Problem to work on
Repeat the text about NYC's Vote Your Future campaign word for word, from start to finish.

Start Document text

NYC’s Vote Your Future Campaign
With contributions from artists and designers including Laci Jordan, Amanda Phingbodhipakkiya, Gillian Dreher and Carolyn Suzuki, NYC’s Vote Your Future campaign—curated by Amplifier—comprises posters that encourage the public to flex their democratic privilege. The non-partisan initiative will place these prints (with messaging in English, Spanish and Mandarin) all over the city, specifically in neighborhoods that have historically lower voter turnout. Every poster incorporates a QR code which sends people to vote.org “where they can access key voter information across the city.” Free to download from Amplifier, the designs are available to the public to print and display in their apartment windows, front yards and places of business—or anywhere they see fit. Find out more at It’s Nice That.

End Document text
Start Provided information

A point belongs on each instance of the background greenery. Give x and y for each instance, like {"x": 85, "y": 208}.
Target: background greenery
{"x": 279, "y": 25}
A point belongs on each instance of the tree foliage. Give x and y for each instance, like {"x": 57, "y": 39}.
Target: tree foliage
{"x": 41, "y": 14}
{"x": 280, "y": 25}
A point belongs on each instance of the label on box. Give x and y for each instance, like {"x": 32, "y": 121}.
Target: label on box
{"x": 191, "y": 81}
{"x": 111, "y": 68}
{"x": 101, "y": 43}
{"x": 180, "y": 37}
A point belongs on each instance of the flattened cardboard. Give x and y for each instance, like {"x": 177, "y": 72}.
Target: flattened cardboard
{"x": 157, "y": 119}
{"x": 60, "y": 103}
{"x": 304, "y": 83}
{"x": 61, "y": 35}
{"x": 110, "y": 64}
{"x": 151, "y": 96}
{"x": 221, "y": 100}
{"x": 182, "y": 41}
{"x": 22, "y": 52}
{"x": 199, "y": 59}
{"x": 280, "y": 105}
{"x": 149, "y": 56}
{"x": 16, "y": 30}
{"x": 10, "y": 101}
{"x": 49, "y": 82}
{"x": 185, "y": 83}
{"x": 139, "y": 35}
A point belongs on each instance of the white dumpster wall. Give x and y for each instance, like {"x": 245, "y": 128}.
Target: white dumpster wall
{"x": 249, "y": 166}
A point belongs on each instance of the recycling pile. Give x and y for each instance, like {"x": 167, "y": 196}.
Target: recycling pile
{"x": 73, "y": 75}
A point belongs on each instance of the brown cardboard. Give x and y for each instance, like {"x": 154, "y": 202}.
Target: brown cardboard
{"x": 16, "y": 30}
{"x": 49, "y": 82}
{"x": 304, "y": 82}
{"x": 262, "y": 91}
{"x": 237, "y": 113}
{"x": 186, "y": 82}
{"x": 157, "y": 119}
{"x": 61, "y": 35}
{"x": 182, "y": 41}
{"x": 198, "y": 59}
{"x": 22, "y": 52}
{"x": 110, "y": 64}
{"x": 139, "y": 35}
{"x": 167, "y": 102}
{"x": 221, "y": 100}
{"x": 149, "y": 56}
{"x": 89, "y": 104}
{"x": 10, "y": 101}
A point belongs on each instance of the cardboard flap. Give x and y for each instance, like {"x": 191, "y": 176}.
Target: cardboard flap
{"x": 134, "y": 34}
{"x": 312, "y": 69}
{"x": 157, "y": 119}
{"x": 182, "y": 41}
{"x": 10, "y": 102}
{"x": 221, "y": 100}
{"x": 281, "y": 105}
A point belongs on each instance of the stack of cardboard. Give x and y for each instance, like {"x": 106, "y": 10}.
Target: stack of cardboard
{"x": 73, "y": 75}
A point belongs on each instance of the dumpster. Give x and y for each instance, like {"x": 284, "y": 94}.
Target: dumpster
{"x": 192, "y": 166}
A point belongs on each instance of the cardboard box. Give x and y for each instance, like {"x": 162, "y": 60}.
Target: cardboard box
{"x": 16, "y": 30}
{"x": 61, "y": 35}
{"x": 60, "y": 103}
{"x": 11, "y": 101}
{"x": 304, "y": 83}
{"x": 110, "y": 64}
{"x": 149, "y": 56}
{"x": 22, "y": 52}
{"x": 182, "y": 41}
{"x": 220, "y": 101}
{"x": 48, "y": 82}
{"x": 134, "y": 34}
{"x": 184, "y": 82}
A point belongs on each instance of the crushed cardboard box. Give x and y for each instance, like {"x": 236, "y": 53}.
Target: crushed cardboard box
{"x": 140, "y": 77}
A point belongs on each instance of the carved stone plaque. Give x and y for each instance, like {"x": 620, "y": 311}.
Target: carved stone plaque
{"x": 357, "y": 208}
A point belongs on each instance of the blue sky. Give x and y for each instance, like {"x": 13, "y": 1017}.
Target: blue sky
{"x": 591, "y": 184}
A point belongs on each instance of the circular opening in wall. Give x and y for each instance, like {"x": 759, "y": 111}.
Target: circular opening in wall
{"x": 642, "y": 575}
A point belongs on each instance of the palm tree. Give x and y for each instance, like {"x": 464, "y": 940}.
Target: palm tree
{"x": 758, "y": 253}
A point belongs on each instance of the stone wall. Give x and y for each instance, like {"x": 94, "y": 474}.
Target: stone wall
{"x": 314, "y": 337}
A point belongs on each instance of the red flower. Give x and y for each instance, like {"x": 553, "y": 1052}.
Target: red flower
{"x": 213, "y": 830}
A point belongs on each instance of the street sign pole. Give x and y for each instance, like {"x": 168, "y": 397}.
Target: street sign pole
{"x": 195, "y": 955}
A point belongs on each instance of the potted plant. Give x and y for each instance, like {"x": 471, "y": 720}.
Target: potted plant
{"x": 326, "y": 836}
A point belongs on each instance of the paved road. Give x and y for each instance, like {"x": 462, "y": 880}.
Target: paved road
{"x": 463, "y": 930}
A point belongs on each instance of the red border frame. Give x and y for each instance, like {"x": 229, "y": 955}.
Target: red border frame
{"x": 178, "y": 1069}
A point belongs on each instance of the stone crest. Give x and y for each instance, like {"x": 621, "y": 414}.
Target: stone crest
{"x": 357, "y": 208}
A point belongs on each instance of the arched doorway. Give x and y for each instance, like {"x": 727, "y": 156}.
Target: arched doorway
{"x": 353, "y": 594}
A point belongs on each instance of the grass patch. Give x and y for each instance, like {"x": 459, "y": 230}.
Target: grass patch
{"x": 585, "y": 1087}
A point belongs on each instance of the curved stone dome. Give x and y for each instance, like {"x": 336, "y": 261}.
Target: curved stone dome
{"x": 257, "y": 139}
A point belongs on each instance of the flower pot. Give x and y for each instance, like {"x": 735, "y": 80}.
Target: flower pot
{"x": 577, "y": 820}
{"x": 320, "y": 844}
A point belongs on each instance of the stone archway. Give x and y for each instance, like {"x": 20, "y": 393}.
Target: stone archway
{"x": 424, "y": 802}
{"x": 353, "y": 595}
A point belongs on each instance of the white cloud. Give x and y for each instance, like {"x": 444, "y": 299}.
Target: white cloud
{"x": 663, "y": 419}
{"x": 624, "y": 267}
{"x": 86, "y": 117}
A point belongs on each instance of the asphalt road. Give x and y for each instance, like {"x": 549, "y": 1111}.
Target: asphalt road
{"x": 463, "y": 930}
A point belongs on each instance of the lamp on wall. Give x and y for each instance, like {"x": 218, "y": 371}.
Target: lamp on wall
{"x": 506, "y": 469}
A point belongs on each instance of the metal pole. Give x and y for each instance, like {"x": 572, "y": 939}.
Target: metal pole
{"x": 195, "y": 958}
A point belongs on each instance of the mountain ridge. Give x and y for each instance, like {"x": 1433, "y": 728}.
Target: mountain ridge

End Provided information

The output
NYC’s Vote Your Future Campaign
With contributions from artists and designers including Laci Jordan, Amanda Phingbodhipakkiya, Gillian Dreher and Carolyn Suzuki, NYC’s Vote Your Future campaign—curated by Amplifier—comprises posters that encourage the public to flex their democratic privilege. The non-partisan initiative will place these prints (with messaging in English, Spanish and Mandarin) all over the city, specifically in neighborhoods that have historically lower voter turnout. Every poster incorporates a QR code which sends people to vote.org “where they can access key voter information across the city.” Free to download from Amplifier, the designs are available to the public to print and display in their apartment windows, front yards and places of business—or anywhere they see fit. Find out more at It’s Nice That.